Exercise passage:
○ ○ ○ ○ ○

Thoughts on Rust stdlib and C interfacing

Would porting musl to Rust be a (good?) way to do this?

1 Like

It’s a trade-off that should be in the hands of whoever’s building the binary.

  • Your binary will be bigger when it includes syscall wrappers (whether they’re statically linked C code from musl, or implementations provided by the Rust runtime, which may or may not be pure Rust)
  • Your build won’t benefit from improvements to the dynamically linked libc syscall wrappers (glibc may make improvements between backwards compatible releases, e.g. using the VDSO-provided version of gettimeofday, not to mention security fixes)
  • Using Linux syscalls directly means you no longer have to worry about glibc compat (particularly when you want to use new features), but you do have to worry about kernel ABI compat (hopefully not a problem), and wrapper compat / adaptability (you’re leaning on musl or the Rust runtime to do the right thing based on the Linux kernel your software’s running on, ability to use available features correctly, forwards compat after your software is built, etc.)

A good way to keep this choice in the user’s hands is cross-compilation with --target x86_64-unknown-linux-musl as @huon suggests above.

2 Likes

Aside from “why depend on C”, I think there’s a bigger question lurking the original post: Why isn’t Rust a “batteries included” language, like Python or Go, where the standard libraries have pretty much everything one might need for a pretty broad range of hacking?

I’ve found that it’s best to treat crates.io as a first-class part of the language. For example, doing without scoped_threadpool and crossbeam is a pain. I wouldn’t hesitate to throw a libc = "0.2.4" line into my Cargo.toml file.

It takes a long time to build up a high quality standard library, for one. Python has been around for 24 years.

2 Likes

I, for one, would love to have the Linux port, at least, changed to do raw syscalls instead of going through (g)libc.

Yeah, if you wanted to do this I think this would be fine for most functions, though for stuff like sigaction(2) I’d still suggest going through libc. (And I think it’d be fine on OS X and Solaris if you want to put effort into it.)

However, what would the motivation for this change be? I’ve seen two implied in this thread, “Rust shouldn’t depend on C for ideological reasons” and “It should be possible to build Rust binaries that can run on older systems.” The first one doesn’t seem compelling when the platform is defined in terms of the C ABI, but maybe I’m missing an argument for it.

○ ○ ○ ○ ○

Work request a: Please copy these rows verbatim, starting at the row that contains "</instance>" and ending after the row that contains "672L121 671L42 721L69".

Dataset records:
○ ○ ○ ○ ○

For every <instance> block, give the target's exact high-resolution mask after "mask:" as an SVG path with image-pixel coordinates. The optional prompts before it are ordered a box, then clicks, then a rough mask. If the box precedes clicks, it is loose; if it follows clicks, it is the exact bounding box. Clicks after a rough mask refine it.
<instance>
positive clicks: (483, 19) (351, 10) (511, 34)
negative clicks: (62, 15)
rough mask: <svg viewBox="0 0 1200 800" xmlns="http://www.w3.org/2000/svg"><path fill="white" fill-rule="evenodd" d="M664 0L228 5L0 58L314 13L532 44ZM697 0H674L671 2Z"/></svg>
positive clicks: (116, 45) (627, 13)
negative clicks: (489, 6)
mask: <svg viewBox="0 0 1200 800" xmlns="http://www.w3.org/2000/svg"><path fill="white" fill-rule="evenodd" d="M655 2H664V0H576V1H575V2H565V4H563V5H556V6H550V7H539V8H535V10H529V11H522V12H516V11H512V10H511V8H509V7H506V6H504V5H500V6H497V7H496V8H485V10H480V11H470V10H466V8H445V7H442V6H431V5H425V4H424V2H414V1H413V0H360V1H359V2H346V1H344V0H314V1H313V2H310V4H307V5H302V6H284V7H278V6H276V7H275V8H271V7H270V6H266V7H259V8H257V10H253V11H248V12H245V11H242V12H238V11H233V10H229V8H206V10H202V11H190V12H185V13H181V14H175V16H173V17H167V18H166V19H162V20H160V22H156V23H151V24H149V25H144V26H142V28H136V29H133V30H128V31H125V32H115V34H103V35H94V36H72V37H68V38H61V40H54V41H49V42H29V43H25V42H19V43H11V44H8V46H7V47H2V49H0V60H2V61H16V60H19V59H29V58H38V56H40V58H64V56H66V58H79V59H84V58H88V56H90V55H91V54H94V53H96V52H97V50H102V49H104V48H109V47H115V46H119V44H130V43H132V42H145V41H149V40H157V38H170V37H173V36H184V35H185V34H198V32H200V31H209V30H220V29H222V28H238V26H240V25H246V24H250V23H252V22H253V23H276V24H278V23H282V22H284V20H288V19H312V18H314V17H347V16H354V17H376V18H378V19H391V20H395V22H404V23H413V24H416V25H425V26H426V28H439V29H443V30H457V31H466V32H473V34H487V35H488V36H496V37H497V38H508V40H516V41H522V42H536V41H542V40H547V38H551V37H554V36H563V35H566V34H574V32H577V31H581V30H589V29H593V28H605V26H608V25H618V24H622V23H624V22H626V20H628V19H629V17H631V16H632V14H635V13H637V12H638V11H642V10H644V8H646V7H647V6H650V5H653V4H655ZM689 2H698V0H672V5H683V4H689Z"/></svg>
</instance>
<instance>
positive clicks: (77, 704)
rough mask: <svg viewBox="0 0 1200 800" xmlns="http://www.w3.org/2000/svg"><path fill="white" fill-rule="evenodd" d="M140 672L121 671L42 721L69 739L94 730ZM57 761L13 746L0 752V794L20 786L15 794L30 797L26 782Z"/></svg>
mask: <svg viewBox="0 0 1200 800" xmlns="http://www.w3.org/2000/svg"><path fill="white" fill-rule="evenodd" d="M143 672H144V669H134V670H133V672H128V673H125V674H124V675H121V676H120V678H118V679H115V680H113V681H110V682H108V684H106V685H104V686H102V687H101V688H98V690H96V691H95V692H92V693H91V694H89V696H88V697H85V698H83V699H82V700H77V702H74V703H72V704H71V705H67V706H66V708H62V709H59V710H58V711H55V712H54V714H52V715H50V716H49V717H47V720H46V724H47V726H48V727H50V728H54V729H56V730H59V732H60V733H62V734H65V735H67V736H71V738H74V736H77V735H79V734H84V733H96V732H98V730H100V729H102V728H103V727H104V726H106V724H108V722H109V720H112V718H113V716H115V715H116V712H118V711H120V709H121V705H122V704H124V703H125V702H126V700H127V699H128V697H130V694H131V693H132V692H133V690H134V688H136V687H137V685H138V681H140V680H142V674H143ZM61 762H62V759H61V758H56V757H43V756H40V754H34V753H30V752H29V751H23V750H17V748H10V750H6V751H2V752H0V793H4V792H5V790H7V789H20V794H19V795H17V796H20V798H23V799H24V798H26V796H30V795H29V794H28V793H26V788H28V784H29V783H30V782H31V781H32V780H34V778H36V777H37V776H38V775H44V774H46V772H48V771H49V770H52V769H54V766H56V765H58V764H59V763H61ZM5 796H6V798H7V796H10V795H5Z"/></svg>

○ ○ ○ ○ ○

Work request b: In the Rust and C interfacing thread, which cross-compilation option keeps the choice in the user's hands?

Exercise answer a:
</instance>
<instance>
positive clicks: (77, 704)
rough mask: <svg viewBox="0 0 1200 800" xmlns="http://www.w3.org/2000/svg"><path fill="white" fill-rule="evenodd" d="M140 672L121 671L42 721L69 739L94 730ZM57 761L13 746L0 752V794L20 786L15 794L30 797L26 782Z"/></svg>

Exercise answer b: --target x86_64-unknown-linux-musl